## [課題の内容]
以下の胃癌研究の報告から、「2014 Fiscal Year」から「医学(系)研究科(研究院), その他 (50322649)」までの部分を一字一句変えずに抜き出してください。

## [ページ本文]
((

2014 Fiscal Year Annual Research Report
HER受容体と下流シグナル伝達系異常に基づく胃癌の治療効果予測マーカー探索
Project/Area Number |
24591940
|
Research Institution | Kyoto University |
Principal Investigator |
岡部 寛 京都大学, 医学(系)研究科(研究院), その他 (10335250)
|
Co-Investigator(Kenkyū-buntansha) |
小濱 和貴 京都大学, 医学(系)研究科(研究院), その他 (50322649)
|
Project Period (FY) |
2012-04-01 – 2015-03-31
|
Keywords | 胃癌 / トラスツズマブ |
Outline of Annual Research Achievements |
【方法】当院で切除手術を受けた胃食道腺癌患者の切除標本または、生検標本を用いて、免疫組織染色によりHER2およびPTENの発現を評価した。In vitroの実験では、胃食道腺癌の細胞株を用いて、HER2やPTENの発現をウェスタンブロットで行い、細胞増殖試験によりトラスツズマブの感受性を調べた。また、フローサイトメトリーにより、トラスツズマブが細胞周期に及ぼす影響の評価も行った。siRNAを用いてPTENをノックダウンし、PTEN欠失とトラスツズマブ耐性の関係を評価した。 【結果】胃食道腺癌の切除標本において、HER2強発現の患者28人の内、9人(32.1%)でPTEN欠失を認めた。HER2陰性の患者236人中53人(22.5%)と比べると、有意差はないもののHER2強発現患者の群でPTENを欠失している傾向が高かった。トラスツズマブに感受性を示した2細胞株において、トラスツズマブによるHER2下流シグナルの低下と細胞周期のG1期での休止が見られた。PTENのノックダウンにより、トラスツズマブに対する感受性は著明に低下し、増殖抑制効果が見られなくなり、トラスツズマブに対する耐性を示した。実臨床でトラスツズマブを投与した胃食道腺癌患者25人の内5人にPTEN欠失が見られ、いずれの患者でもトラスツズマブに対して限られた効果しか得られなかった。 【結論】PTEN欠失はHER2強発現の胃食道腺癌患者で多い傾向にあった。PTEN欠失は、HER2強発現の胃食道腺癌患者でトラスツズマブに対する感受性が低い患者さんを選択するバイオマーカーになり得る。

))

## [提供資料]

((

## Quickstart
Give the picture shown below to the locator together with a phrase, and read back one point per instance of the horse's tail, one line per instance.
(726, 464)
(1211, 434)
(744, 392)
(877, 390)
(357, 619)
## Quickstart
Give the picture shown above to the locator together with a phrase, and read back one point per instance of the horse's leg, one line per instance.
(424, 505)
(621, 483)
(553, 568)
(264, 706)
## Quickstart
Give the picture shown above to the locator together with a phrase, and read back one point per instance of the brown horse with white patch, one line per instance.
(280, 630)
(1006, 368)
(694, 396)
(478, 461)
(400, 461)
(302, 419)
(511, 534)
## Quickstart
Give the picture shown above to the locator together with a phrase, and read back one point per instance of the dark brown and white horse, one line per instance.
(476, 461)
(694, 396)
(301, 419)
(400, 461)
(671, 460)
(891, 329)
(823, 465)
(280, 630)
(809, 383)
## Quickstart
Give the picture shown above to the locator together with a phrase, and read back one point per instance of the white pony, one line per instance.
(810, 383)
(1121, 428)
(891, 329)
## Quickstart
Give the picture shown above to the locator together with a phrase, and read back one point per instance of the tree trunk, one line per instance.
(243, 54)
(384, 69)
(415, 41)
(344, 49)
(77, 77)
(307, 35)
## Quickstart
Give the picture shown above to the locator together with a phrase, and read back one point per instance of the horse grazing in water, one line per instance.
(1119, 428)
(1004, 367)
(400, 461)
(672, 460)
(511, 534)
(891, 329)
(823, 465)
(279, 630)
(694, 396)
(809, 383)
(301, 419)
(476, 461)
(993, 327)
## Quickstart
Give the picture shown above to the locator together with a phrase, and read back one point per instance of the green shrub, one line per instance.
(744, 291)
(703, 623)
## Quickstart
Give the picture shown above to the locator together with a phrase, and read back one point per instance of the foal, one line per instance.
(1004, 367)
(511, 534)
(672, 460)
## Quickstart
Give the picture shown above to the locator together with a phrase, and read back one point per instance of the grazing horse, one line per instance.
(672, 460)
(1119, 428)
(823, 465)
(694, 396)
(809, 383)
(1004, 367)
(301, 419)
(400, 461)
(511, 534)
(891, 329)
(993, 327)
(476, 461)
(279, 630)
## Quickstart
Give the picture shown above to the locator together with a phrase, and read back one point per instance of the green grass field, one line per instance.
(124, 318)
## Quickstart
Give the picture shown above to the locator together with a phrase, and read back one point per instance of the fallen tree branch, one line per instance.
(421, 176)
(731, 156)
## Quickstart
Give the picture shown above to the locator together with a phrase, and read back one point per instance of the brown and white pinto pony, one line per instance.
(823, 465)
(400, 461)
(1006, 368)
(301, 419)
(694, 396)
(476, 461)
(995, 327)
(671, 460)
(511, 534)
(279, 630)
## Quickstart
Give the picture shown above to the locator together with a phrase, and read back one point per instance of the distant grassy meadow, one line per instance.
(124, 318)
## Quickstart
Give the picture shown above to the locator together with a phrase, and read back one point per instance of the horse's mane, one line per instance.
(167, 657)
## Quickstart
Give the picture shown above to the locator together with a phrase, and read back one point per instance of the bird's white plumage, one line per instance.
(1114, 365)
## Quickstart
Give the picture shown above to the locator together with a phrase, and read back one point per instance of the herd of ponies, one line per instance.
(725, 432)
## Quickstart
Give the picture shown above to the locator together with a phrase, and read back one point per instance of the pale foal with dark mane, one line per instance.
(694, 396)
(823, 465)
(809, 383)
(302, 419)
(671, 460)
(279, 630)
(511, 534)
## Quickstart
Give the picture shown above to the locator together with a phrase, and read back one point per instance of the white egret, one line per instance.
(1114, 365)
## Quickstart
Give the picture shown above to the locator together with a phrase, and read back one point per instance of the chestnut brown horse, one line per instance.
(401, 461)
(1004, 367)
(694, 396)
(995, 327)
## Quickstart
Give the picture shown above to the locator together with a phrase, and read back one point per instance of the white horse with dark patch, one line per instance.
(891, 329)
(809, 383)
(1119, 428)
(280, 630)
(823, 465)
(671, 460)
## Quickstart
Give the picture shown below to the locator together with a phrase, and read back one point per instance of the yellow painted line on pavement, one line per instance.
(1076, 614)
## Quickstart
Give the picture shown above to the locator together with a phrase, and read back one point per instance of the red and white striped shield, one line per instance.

))

## [記述解答]
2014 Fiscal Year Annual Research Report
HER受容体と下流シグナル伝達系異常に基づく胃癌の治療効果予測マーカー探索
Project/Area Number |
24591940
|
Research Institution | Kyoto University |
Principal Investigator |
岡部 寛 京都大学, 医学(系)研究科(研究院), その他 (10335250)
|
Co-Investigator(Kenkyū-buntansha) |
小濱 和貴 京都大学, 医学(系)研究科(研究院), その他 (50322649)